Goal:
Can you give the rows below again, from the start of the rows through the line that contains "(200, 291), (280, 333)", swapping "car headlight" for "vehicle headlamp" and changing nothing else?

Rows:
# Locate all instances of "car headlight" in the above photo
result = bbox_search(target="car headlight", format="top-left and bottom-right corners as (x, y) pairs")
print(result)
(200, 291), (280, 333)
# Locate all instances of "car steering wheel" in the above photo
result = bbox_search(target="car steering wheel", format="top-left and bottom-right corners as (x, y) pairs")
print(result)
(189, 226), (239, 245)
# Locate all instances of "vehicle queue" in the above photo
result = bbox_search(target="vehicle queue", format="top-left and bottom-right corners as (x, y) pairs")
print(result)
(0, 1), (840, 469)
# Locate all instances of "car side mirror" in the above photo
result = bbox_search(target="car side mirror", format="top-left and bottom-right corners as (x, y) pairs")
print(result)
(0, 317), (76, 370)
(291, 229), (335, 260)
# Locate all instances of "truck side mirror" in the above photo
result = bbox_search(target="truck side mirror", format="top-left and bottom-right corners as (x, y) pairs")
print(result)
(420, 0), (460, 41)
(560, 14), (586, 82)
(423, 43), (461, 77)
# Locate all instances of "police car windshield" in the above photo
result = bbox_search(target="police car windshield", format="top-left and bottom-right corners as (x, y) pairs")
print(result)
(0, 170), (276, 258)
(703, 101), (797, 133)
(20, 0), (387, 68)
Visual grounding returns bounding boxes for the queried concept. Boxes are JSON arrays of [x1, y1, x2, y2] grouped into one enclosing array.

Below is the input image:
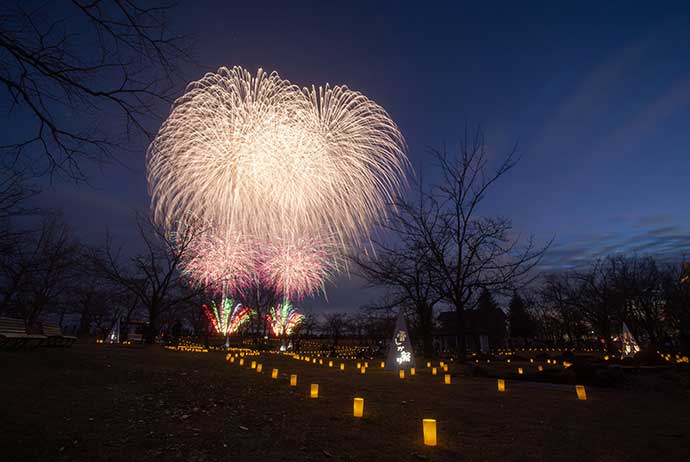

Completed task:
# Locate all instances of "vehicle headlamp" in the above photo
result = bbox_search(target="vehicle headlamp", format="top-left and bottom-right corners as (x, y) pairs")
print(result)
(200, 291), (280, 333)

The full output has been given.